Sem vagas, lares de idosos recebem até 15 pedidos por dia, mas espera dura anos
Longe do tabu, disputa por vagas em lares de idosos pode ser a salvação de famílias que cuidam deles sem ajuda
Longe do tabu de que casas de acolhimento para idosos são lugares de “despejo”, a disputa por vagas em lares de longa permanência na Capital pode ser a salvação de famílias que cuidam sozinhas dos pais e não têm condições financeiras de oferecer qualidade de vida e os cuidados necessários a eles. Com as três casas cofinanciadas pela prefeitura lotadas, a espera pode durar anos. Por dia, as instituições recebem até 15 pedidos por vagas.
Atualmente, o município ajuda financeiramente os lares Sirpha, Viver Bem e Asilo São João Bosco. A média de ligações na Sirpha é justamente as 15 citadas anteriormente. O local tem 80 vagas, todas ocupadas. Já no Viver Bem, são 25 leitos. O cenário é igual: não há vagas. No lugar, a média de ligação é seis por dia. No Asilo São João Bosco, os pedidos são dois por dia. Das 90 vagas, nenhuma está aberta, ou seja, não há renovação dos pacientes ou mais oferta de vagas.

• _EXERCÍCIOS_:
1 – Reproduza o trecho da reportagem sobre lares de idosos que vai de "Sem vagas, lares" até "pedidos por vagas.".
2 – Responda às perguntas abaixo com base na reportagem sobre lares de idosos.
(a) Quantas vagas tem o lar Sirpha?
(b) Quantos leitos há no Viver Bem?
(c) Quantos pedidos por dia recebe o Asilo São João Bosco?

(Linhas de dados)
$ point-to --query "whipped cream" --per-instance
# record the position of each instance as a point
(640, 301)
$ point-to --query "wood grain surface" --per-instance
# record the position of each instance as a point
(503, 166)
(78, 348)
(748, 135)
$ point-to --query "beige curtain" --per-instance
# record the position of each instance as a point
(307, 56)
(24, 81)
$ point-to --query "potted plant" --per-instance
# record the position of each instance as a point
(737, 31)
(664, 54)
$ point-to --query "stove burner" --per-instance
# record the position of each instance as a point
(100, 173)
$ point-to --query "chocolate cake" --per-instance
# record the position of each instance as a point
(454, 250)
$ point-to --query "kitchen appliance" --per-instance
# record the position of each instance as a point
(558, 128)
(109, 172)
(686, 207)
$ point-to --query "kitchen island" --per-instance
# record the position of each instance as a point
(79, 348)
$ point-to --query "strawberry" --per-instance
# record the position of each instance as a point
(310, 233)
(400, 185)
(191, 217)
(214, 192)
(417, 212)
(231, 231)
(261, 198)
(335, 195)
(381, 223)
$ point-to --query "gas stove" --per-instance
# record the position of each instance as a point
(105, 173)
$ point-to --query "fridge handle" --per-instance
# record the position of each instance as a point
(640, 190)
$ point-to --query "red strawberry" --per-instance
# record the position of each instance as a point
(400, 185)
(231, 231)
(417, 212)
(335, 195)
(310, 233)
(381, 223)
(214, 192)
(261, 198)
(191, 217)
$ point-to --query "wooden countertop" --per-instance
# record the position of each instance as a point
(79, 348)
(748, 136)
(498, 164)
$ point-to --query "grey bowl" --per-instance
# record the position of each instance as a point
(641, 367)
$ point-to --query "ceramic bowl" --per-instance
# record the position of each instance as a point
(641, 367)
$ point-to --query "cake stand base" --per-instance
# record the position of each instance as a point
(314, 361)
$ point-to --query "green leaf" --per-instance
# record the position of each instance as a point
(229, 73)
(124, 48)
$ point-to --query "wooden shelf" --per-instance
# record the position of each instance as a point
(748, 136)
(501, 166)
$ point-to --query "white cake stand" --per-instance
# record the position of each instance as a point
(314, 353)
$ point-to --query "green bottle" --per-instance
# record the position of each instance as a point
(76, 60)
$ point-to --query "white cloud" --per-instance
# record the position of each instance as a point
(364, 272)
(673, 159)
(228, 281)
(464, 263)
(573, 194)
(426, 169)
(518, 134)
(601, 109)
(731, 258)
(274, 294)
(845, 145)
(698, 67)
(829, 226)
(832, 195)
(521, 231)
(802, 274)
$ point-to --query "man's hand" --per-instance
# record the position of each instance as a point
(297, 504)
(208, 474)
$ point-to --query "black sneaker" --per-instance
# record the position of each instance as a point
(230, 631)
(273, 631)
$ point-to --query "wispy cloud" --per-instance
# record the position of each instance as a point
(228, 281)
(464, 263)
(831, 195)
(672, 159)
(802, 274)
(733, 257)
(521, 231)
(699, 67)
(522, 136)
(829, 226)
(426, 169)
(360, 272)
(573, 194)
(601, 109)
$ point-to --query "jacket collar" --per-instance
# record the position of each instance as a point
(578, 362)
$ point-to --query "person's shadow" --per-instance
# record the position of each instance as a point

• _RESPOSTAS CORRETAS_:
1 –
Sem vagas, lares de idosos recebem até 15 pedidos por dia, mas espera dura anos
Longe do tabu, disputa por vagas em lares de idosos pode ser a salvação de famílias que cuidam deles sem ajuda
Longe do tabu de que casas de acolhimento para idosos são lugares de “despejo”, a disputa por vagas em lares de longa permanência na Capital pode ser a salvação de famílias que cuidam sozinhas dos pais e não têm condições financeiras de oferecer qualidade de vida e os cuidados necessários a eles. Com as três casas cofinanciadas pela prefeitura lotadas, a espera pode durar anos. Por dia, as instituições recebem até 15 pedidos por vagas.

2 –
(a) 80 vagas.
(b) 25 leitos.
(c) Dois pedidos por dia.